● PROBLEM DESCRIPTION
Lines from the line with "Each instance of the <item>palm" to the line with "Outline every instance of the <item>palm" in the entries below, and only those, must be output exactly, with both ends included.

Records from a data source:
· · · · ·
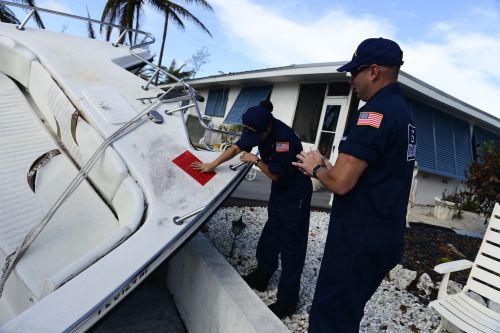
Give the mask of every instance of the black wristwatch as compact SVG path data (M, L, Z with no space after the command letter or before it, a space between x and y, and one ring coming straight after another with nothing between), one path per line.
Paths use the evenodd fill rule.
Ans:
M316 166L313 168L313 172L312 172L312 176L314 178L318 178L318 176L316 175L319 171L319 169L321 169L323 166L321 164L316 164Z
M258 166L259 162L260 162L260 158L257 158L257 160L255 162L253 162L253 165Z

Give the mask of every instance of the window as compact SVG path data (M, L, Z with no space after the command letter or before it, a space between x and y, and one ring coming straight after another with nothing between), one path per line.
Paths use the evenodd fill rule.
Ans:
M268 99L272 89L273 86L242 88L224 122L226 124L241 124L243 113L248 108L257 106L261 101Z
M481 127L474 126L474 134L472 136L474 160L476 160L477 156L481 153L481 146L485 141L500 141L500 136L488 132Z
M498 141L500 136L488 132L481 127L474 126L474 144L481 146L485 141Z
M323 127L318 142L318 149L326 158L330 158L333 148L333 140L337 131L337 122L339 120L340 105L327 105L325 110L325 118L323 119Z
M349 96L351 85L349 82L330 82L328 83L328 96Z
M417 127L417 161L422 171L464 179L472 161L469 124L429 105L410 101Z
M302 84L293 119L293 130L300 141L314 143L318 132L326 84Z
M215 88L208 91L205 115L212 117L224 117L226 113L227 95L229 88Z

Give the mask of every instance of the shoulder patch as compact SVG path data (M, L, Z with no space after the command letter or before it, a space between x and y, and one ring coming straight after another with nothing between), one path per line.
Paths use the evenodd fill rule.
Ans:
M290 151L290 143L289 142L276 142L276 152L277 153L286 153Z
M382 118L384 118L384 115L378 112L360 112L356 125L379 128L380 124L382 124Z

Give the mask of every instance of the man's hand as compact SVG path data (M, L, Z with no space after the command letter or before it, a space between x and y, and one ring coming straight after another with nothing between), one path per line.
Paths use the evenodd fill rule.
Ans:
M325 159L318 151L305 152L301 151L297 155L299 162L292 162L300 171L308 176L312 176L312 170L316 165L325 166Z
M201 163L201 162L194 162L191 164L191 167L195 170L201 171L202 173L205 172L211 172L215 169L215 165L213 163Z
M319 152L318 149L310 150L310 152L312 154L318 155L319 157L321 157L323 159L323 162L320 163L321 166L324 166L327 169L330 169L332 167L332 163L330 163L330 161L326 157L324 157L323 155L321 155L321 153Z
M257 162L259 158L257 156L255 156L254 154L252 153L247 153L247 152L243 152L241 153L240 155L240 161L242 162L251 162L251 163L255 163Z

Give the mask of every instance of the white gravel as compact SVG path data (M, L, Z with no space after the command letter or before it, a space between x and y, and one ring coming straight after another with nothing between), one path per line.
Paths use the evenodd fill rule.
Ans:
M232 238L231 221L243 217L247 225L236 240L233 258L228 258ZM292 332L307 332L307 308L312 303L317 274L323 255L330 214L311 212L309 243L306 263L301 279L300 301L296 313L283 320ZM239 274L247 274L257 264L255 249L260 232L267 220L265 207L221 208L208 223L206 236L222 253ZM273 275L268 291L256 294L265 304L276 300L276 288L280 269ZM396 288L394 283L383 281L365 307L360 332L432 332L439 325L439 316L422 304L417 297Z

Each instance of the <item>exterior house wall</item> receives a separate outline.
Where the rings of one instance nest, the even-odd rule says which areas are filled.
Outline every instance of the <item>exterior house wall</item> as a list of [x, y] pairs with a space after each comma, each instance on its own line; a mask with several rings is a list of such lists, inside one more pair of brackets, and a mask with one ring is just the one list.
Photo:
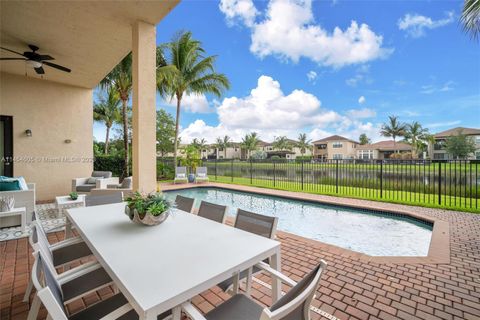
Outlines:
[[13, 116], [14, 175], [36, 183], [37, 200], [66, 195], [72, 178], [91, 175], [92, 104], [91, 89], [0, 73], [0, 114]]
[[[341, 147], [335, 147], [338, 144], [341, 144]], [[327, 154], [328, 159], [335, 159], [336, 157], [340, 157], [338, 159], [353, 159], [355, 158], [356, 152], [356, 144], [351, 141], [328, 141], [327, 144]], [[340, 156], [336, 156], [340, 155]]]

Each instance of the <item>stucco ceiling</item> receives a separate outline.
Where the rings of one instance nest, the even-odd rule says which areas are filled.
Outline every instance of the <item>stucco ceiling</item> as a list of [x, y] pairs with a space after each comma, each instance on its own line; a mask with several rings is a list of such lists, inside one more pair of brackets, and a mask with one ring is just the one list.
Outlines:
[[[0, 44], [18, 52], [36, 45], [38, 53], [72, 69], [44, 66], [43, 79], [93, 88], [131, 51], [133, 23], [156, 25], [178, 2], [0, 1]], [[0, 57], [19, 56], [0, 50]], [[40, 78], [24, 61], [1, 61], [0, 71]]]

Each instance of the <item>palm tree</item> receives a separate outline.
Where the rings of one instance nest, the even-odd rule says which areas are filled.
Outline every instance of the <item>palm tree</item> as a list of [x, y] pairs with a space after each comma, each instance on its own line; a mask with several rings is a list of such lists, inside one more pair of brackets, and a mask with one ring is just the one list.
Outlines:
[[397, 137], [403, 137], [405, 135], [406, 125], [398, 121], [397, 116], [389, 116], [388, 123], [382, 125], [380, 134], [384, 137], [393, 138], [393, 149], [396, 152], [396, 139]]
[[223, 139], [218, 137], [217, 138], [217, 148], [223, 149], [223, 158], [227, 158], [227, 148], [231, 146], [230, 137], [224, 136]]
[[247, 150], [247, 158], [250, 158], [250, 153], [257, 149], [257, 145], [260, 142], [258, 139], [258, 134], [256, 132], [252, 132], [250, 134], [246, 134], [245, 137], [242, 138], [242, 148]]
[[274, 149], [277, 149], [279, 151], [292, 150], [293, 148], [290, 140], [288, 140], [288, 138], [285, 136], [276, 137], [272, 145]]
[[307, 138], [306, 133], [300, 133], [298, 135], [298, 141], [297, 141], [296, 147], [300, 149], [300, 154], [303, 157], [303, 155], [307, 150], [312, 149], [312, 140]]
[[465, 0], [462, 9], [463, 30], [470, 33], [473, 39], [480, 34], [480, 1]]
[[129, 53], [123, 60], [110, 71], [100, 82], [102, 88], [112, 86], [117, 91], [122, 101], [122, 122], [123, 122], [123, 148], [124, 172], [129, 176], [129, 143], [128, 143], [128, 107], [127, 103], [132, 93], [132, 54]]
[[406, 125], [405, 141], [411, 144], [413, 148], [413, 155], [417, 157], [418, 150], [420, 150], [428, 141], [428, 129], [423, 128], [422, 125], [414, 121]]
[[207, 140], [205, 140], [205, 138], [202, 138], [201, 140], [194, 138], [192, 141], [192, 146], [198, 150], [200, 157], [202, 157], [202, 150], [207, 146]]
[[108, 154], [108, 144], [110, 142], [110, 129], [115, 122], [120, 122], [120, 97], [113, 87], [108, 87], [107, 97], [101, 96], [98, 103], [93, 106], [93, 119], [103, 122], [107, 127], [105, 134], [105, 150]]
[[167, 65], [157, 69], [157, 90], [164, 98], [177, 100], [175, 120], [174, 163], [177, 161], [178, 127], [180, 108], [184, 94], [211, 93], [220, 97], [230, 88], [230, 82], [224, 74], [216, 73], [216, 56], [205, 57], [200, 41], [192, 38], [191, 32], [180, 33], [170, 43], [161, 47], [168, 55], [162, 55]]

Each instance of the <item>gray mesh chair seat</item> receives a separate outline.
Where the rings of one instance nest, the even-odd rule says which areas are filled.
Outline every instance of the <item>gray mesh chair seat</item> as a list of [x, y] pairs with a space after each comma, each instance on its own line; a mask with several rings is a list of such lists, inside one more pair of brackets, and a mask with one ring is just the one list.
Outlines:
[[175, 198], [175, 207], [178, 210], [182, 210], [185, 212], [192, 212], [193, 204], [195, 203], [195, 199], [187, 198], [181, 195], [177, 195]]
[[[104, 316], [108, 315], [110, 312], [120, 308], [121, 306], [127, 304], [127, 299], [123, 294], [119, 293], [113, 297], [108, 298], [107, 300], [102, 300], [99, 303], [94, 304], [93, 306], [75, 313], [70, 316], [69, 320], [92, 320], [92, 319], [101, 319]], [[137, 320], [138, 315], [135, 310], [131, 310], [125, 313], [123, 316], [118, 318], [119, 320]]]
[[[243, 294], [236, 294], [205, 315], [207, 320], [310, 320], [310, 306], [320, 277], [327, 264], [320, 264], [308, 273], [270, 308], [263, 308]], [[284, 276], [283, 276], [284, 277]], [[284, 277], [283, 279], [286, 279]]]
[[258, 320], [263, 308], [243, 294], [236, 294], [205, 315], [207, 320]]
[[74, 243], [52, 250], [53, 265], [58, 267], [91, 254], [92, 251], [85, 242]]
[[121, 192], [96, 196], [88, 195], [85, 197], [85, 207], [100, 206], [104, 204], [120, 202], [123, 202], [123, 196]]
[[[248, 231], [256, 235], [273, 239], [277, 231], [277, 217], [265, 216], [258, 213], [253, 213], [245, 211], [242, 209], [237, 210], [237, 217], [235, 219], [235, 224], [233, 225], [237, 229], [243, 231]], [[268, 259], [263, 260], [263, 262], [268, 263]], [[252, 274], [260, 272], [261, 269], [257, 266], [253, 266]], [[240, 280], [245, 279], [248, 276], [248, 270], [240, 272]], [[233, 278], [228, 278], [225, 281], [222, 281], [218, 284], [218, 287], [223, 291], [227, 291], [233, 285]]]
[[69, 301], [91, 290], [105, 286], [112, 282], [105, 269], [99, 268], [85, 275], [75, 278], [62, 285], [63, 300]]
[[96, 184], [86, 183], [80, 186], [77, 186], [77, 192], [90, 192], [92, 189], [95, 189]]
[[227, 206], [202, 201], [198, 209], [198, 216], [210, 219], [215, 222], [223, 223], [227, 215]]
· · · · ·
● ANSWER TO THIS EXERCISE
Each instance of the <item>palm tree</item> receives a separate outline.
Where the rings of one instance nest, the even-odd rule says which areas are filled.
Outline every instance of the <item>palm tree</item> as a list of [x, y] pairs with a space after each comma, each instance on its own line; a mask with several rings is a list of such lists, inside one more pair of brackets, and a mask with one ring is just the one list.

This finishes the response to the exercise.